* EXCERPT TO READ:
==*==

# NARS Madly - NC50 friendly?



## Blushbaby (Oct 24, 2009)

Hey ladies

I saw a blog post late last night and the writer was using NARS madly blush. She must have been around a NC35 and I wondered if any darker skinned ladies owned it?

Does it show up on darker skins or should I skip it? I'm a NC540 and looks so nice! Does it have a visible sheen to it? I won't have time to get to a NARS counter for a few days hence why I'm asking you experts and possibly saving myself a trip 
	

	
	
		
		

		
			





Thank you


----------



## Twinkle_Twinkle (Oct 25, 2009)

I'm NW45 and I have Madly.  Honestly, it isn't a must have, I am just a NARS blush whore and wanted it.  It's going to be more of a highlight than anything on darker skins.  It's not ashy at all and it's not overly bright or shimmery and has a nice multi-colored shimmer.


----------



## GlamQueen21 (Oct 25, 2009)

I swatched Madly blush at Sephora today and it looks amazing! Like Twinkle_Twinkle said, it's going to be more of a highlight and I'm the same skintone as you or maybe a bit darker than you.


----------



## Blushbaby (Oct 25, 2009)

Thanks for the replies ladies. Sounds like I may be better off jsut using my Black Radiance Mosaic bronzer instead. I'll make a note to swatch it whenever I happen to be near NARS again but won't make a special journey to the counter.


----------

==*==

* WRITTEN TASKS:
• A. Summarize the thread about NARS Madly blush in two sentences.
• B. Copy word for word the passage of the thread about NARS Madly blush from "I'm NW45 and" to "darker than you.".

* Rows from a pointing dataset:

==*==

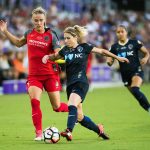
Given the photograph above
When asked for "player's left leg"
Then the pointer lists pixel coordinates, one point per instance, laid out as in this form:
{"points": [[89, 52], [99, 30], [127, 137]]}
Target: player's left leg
{"points": [[55, 102], [89, 124], [73, 102], [53, 87], [135, 90]]}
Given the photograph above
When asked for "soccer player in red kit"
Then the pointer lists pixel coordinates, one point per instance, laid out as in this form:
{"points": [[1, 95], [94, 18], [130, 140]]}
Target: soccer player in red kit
{"points": [[40, 41]]}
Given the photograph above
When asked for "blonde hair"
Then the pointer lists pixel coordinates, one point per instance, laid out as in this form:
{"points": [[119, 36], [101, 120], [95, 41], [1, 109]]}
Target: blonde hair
{"points": [[80, 32], [39, 10]]}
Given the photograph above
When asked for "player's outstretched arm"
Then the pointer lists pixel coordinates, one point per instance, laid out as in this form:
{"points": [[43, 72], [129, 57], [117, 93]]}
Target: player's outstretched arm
{"points": [[110, 61], [16, 41], [109, 54], [144, 60], [52, 57]]}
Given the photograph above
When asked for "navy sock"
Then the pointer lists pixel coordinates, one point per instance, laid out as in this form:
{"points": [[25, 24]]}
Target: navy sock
{"points": [[89, 124], [140, 97], [72, 117]]}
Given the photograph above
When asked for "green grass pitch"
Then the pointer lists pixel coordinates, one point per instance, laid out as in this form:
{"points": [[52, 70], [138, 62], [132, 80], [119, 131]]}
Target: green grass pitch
{"points": [[127, 124]]}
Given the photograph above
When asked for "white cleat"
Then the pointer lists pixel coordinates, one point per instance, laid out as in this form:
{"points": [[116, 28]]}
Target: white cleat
{"points": [[39, 138]]}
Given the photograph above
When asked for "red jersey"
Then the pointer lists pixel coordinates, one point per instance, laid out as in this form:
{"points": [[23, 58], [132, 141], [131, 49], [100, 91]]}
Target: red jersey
{"points": [[40, 44]]}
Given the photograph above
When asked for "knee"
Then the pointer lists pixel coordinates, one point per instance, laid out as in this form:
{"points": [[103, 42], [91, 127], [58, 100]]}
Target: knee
{"points": [[80, 117], [56, 108], [134, 89]]}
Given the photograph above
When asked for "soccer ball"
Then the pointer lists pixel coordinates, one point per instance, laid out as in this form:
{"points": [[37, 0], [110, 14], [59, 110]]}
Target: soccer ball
{"points": [[51, 135]]}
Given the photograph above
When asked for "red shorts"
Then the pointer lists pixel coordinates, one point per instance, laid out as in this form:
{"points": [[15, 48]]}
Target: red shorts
{"points": [[50, 83]]}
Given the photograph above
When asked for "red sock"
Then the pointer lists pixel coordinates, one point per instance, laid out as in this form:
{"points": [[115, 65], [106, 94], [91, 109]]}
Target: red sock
{"points": [[63, 108], [36, 114]]}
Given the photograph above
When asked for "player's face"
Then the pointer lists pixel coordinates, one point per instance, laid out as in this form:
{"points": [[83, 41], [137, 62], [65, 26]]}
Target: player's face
{"points": [[70, 41], [121, 34], [38, 21]]}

==*==

* ANSWER LIST:
• A. A forum poster asks whether NARS Madly blush shows up on darker skin and whether it has a visible sheen. Two replies say it works more as a highlight on darker skin and is not ashy or overly shimmery, so the original poster decides to use the Black Radiance Mosaic bronzer instead and swatch Madly only when near NARS again.

• B.
I'm NW45 and I have Madly.  Honestly, it isn't a must have, I am just a NARS blush whore and wanted it.  It's going to be more of a highlight than anything on darker skins.  It's not ashy at all and it's not overly bright or shimmery and has a nice multi-colored shimmer.


----------



## GlamQueen21 (Oct 25, 2009)

I swatched Madly blush at Sephora today and it looks amazing! Like Twinkle_Twinkle said, it's going to be more of a highlight and I'm the same skintone as you or maybe a bit darker than you.